[Collected data entries]
········
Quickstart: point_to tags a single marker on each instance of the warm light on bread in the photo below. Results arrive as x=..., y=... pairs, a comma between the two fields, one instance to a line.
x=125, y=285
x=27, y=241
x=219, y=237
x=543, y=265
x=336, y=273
········
▸ **Task**
Return each line of the data above verbatim.

▸ **Task answer**
Quickstart: point_to tags a single marker on each instance of the warm light on bread in the photo below. Results arrive as x=..., y=... pairs, a comma between the two fields, one instance to a line.
x=125, y=285
x=27, y=241
x=219, y=237
x=543, y=265
x=336, y=273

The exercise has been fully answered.